--- Task requirements ---
The result should be the listing below restated word for word, with images left out.

--- Material for this task ---
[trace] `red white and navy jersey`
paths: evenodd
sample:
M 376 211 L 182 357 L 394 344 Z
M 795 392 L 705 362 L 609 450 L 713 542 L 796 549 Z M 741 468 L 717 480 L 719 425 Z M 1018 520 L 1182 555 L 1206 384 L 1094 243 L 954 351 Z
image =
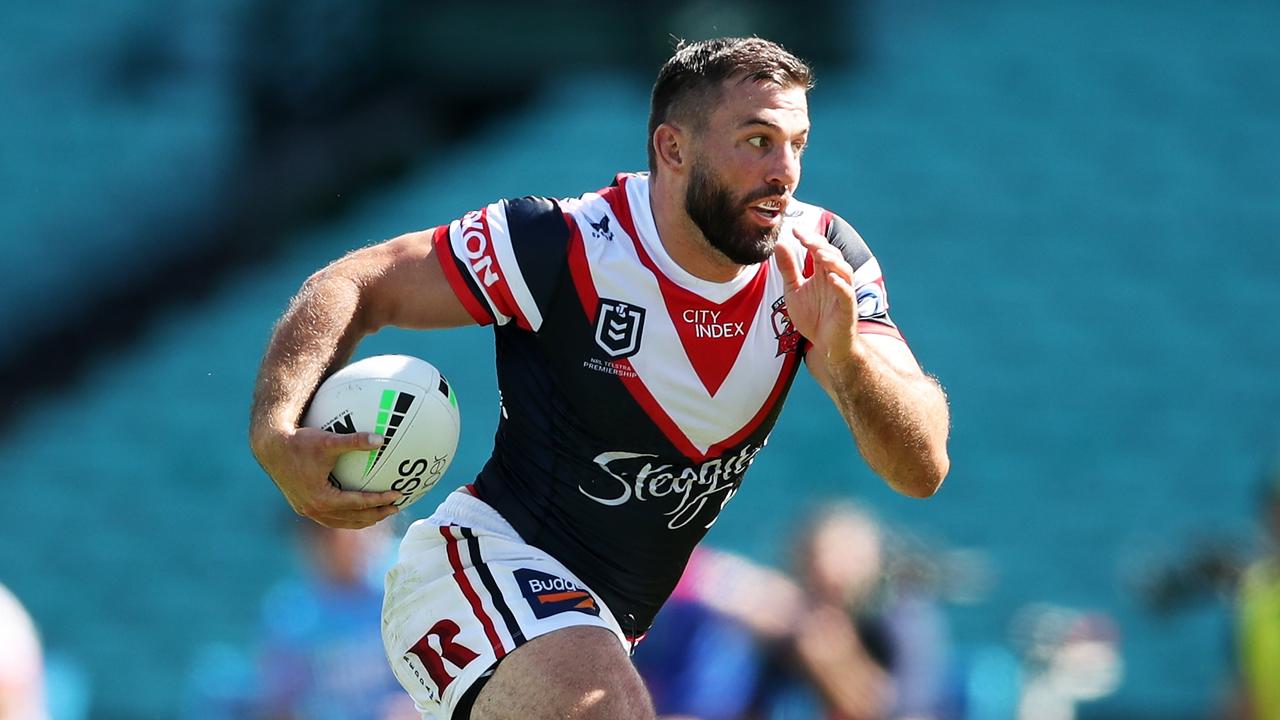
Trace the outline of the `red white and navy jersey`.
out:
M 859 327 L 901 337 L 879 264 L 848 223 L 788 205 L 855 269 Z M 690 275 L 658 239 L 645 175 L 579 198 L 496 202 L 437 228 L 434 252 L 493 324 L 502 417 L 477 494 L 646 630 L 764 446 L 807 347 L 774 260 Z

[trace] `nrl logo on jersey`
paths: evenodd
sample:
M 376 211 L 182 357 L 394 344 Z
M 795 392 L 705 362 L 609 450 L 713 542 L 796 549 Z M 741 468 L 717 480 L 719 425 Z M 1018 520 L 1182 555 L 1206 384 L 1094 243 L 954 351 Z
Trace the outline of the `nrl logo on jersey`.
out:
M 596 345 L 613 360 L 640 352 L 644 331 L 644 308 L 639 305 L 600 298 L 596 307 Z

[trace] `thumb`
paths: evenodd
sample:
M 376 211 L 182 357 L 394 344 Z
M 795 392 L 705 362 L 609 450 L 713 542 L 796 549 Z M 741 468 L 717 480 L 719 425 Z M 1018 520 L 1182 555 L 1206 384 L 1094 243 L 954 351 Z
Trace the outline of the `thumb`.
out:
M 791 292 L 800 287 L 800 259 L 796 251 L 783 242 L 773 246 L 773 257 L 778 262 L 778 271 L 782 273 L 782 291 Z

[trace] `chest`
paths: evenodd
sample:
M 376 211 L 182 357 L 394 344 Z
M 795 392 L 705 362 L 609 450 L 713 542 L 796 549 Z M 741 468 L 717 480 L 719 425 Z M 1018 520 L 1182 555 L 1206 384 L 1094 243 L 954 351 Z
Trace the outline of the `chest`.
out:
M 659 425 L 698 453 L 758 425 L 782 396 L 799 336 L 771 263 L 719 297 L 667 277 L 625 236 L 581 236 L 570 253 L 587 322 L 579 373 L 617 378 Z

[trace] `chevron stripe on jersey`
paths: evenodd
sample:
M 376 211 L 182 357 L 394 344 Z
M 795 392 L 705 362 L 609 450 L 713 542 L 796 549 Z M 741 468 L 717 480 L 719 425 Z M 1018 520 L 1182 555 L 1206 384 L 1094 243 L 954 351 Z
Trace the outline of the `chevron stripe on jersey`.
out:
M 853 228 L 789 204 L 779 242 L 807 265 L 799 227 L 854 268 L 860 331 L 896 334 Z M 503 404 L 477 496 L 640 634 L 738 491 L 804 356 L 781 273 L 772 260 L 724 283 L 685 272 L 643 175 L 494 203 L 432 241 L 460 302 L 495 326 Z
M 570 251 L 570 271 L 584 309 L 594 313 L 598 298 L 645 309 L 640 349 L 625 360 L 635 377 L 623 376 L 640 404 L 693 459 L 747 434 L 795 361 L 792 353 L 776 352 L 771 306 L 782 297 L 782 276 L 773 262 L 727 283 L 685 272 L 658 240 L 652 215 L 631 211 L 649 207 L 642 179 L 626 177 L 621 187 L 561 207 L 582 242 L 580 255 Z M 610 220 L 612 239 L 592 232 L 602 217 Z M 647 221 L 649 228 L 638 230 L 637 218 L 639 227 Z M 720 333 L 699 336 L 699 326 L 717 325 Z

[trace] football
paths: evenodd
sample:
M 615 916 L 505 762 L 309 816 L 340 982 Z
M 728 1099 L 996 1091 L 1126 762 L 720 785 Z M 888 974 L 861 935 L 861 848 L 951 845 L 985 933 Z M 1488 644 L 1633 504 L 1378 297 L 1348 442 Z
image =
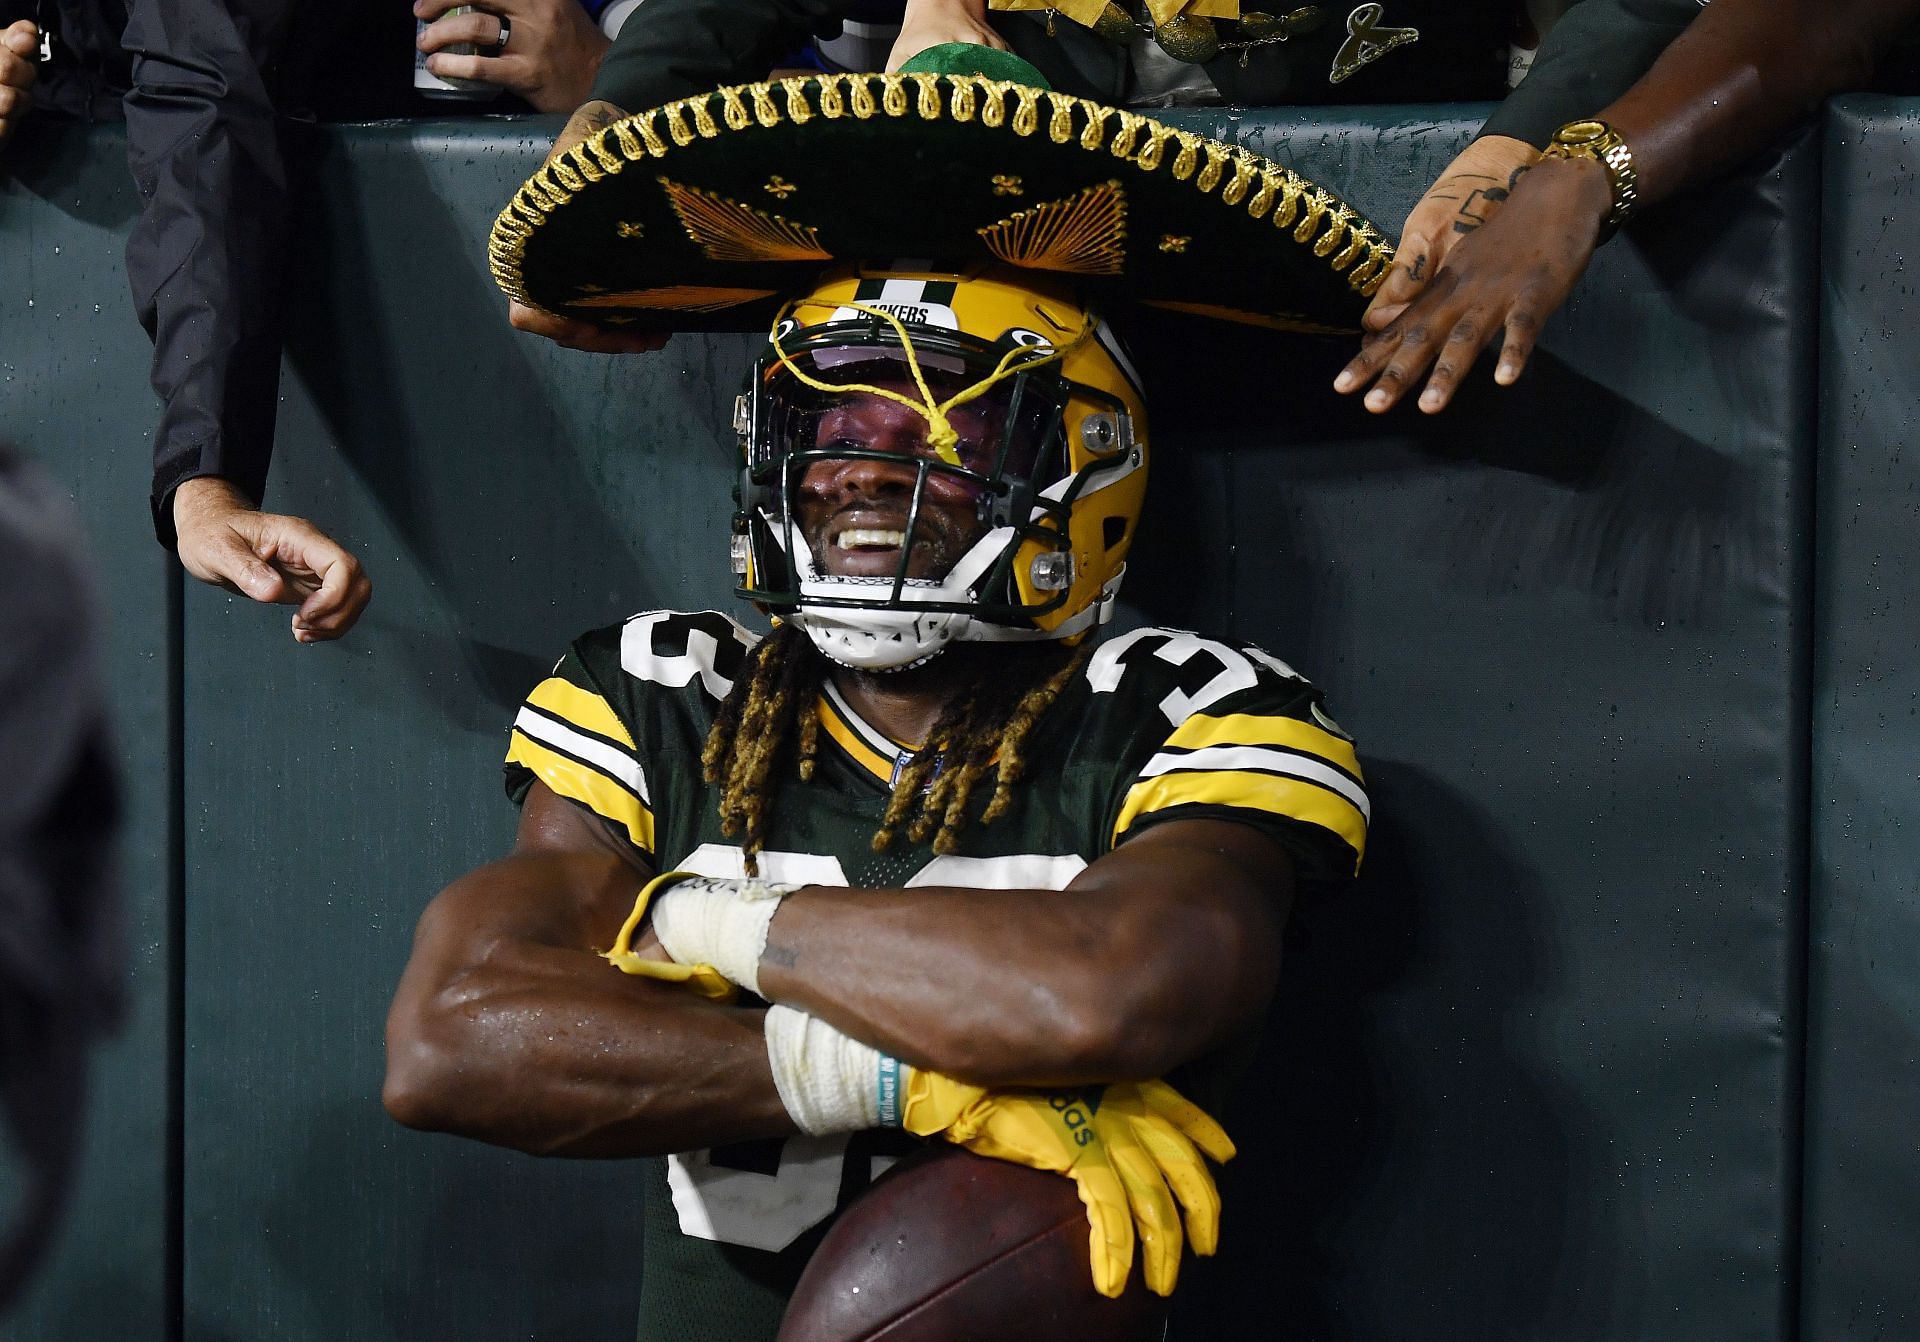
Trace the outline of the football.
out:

--- Problem solution ---
[trace] `red white and navy jersey`
paths: evenodd
sample:
M 376 211 L 182 357 L 394 344 Z
M 795 392 L 705 362 L 609 450 L 713 542 L 796 549 Z M 741 468 L 717 480 L 719 425 Z M 1018 520 L 1182 555 L 1206 384 L 1094 243 L 954 351 Z
image =
Trace the outline of the `red white and navy jersey`.
out:
M 859 327 L 901 337 L 879 264 L 848 223 L 788 205 L 855 269 Z M 690 275 L 658 239 L 645 175 L 579 198 L 496 202 L 437 228 L 434 252 L 493 324 L 502 417 L 477 494 L 646 630 L 764 446 L 807 347 L 774 260 Z

[trace] `nrl logo on jersey`
paths: evenodd
sample:
M 376 211 L 182 357 L 394 344 Z
M 795 392 L 705 362 L 609 450 L 713 542 L 796 549 Z M 741 468 L 717 480 L 719 425 Z M 1018 520 L 1182 555 L 1206 384 L 1094 243 L 954 351 Z
Trace the outline of the `nrl logo on jersey`.
out:
M 596 345 L 613 360 L 640 352 L 644 331 L 644 308 L 639 305 L 600 298 L 596 307 Z

[trace] `thumb`
paths: evenodd
sample:
M 376 211 L 182 357 L 394 344 Z
M 795 392 L 705 362 L 609 450 L 713 542 L 796 549 Z M 741 468 L 717 480 L 719 425 Z M 1018 520 L 1182 555 L 1206 384 L 1094 243 L 954 351 Z
Trace the outline of the `thumb`.
out:
M 791 292 L 800 287 L 800 259 L 796 251 L 783 242 L 773 246 L 773 257 L 778 262 L 778 271 L 782 273 L 782 291 Z

[trace] `chest`
paths: evenodd
sample:
M 376 211 L 182 357 L 394 344 Z
M 795 392 L 705 362 L 609 450 L 713 542 L 796 549 Z M 741 468 L 717 480 L 719 425 Z M 1018 520 L 1182 555 L 1206 384 L 1094 243 L 954 351 Z
Trace the outline of the `chest`.
out:
M 659 425 L 698 453 L 758 425 L 782 396 L 799 336 L 771 263 L 719 297 L 667 277 L 625 236 L 581 236 L 570 253 L 587 322 L 579 373 L 617 378 Z

[trace] `chevron stripe on jersey`
paths: evenodd
sample:
M 376 211 L 182 357 L 394 344 Z
M 795 392 L 705 362 L 609 450 L 713 542 L 796 549 Z M 741 468 L 717 480 L 719 425 Z M 1018 520 L 1182 555 L 1206 384 L 1094 243 L 954 351 Z
Trace the outline of the `chevron stripe on jersey`.
out:
M 853 228 L 789 204 L 779 242 L 807 265 L 799 227 L 854 268 L 860 331 L 896 334 Z M 503 404 L 477 496 L 640 634 L 738 491 L 804 356 L 781 273 L 772 260 L 724 283 L 685 272 L 643 175 L 494 203 L 432 241 L 460 302 L 495 326 Z
M 570 251 L 570 271 L 584 309 L 594 313 L 598 298 L 645 309 L 640 349 L 625 360 L 635 377 L 623 376 L 640 404 L 693 459 L 747 434 L 795 361 L 792 353 L 776 352 L 771 306 L 782 297 L 782 276 L 773 262 L 727 283 L 685 272 L 658 240 L 652 215 L 631 211 L 649 207 L 642 179 L 626 177 L 621 187 L 561 207 L 582 242 L 580 255 Z M 610 220 L 612 239 L 592 232 L 602 217 Z M 647 221 L 649 228 L 638 230 L 637 218 L 639 227 Z M 720 333 L 699 336 L 699 326 L 717 325 Z

[trace] football
paths: evenodd
sample:
M 615 916 L 505 762 L 309 816 L 340 982 Z
M 728 1099 L 996 1091 L 1126 762 L 720 785 Z M 888 974 L 861 935 L 861 848 L 951 845 L 985 933 Z M 1488 644 L 1633 504 L 1378 297 L 1348 442 Z
image =
Trace the outline of the football.
out:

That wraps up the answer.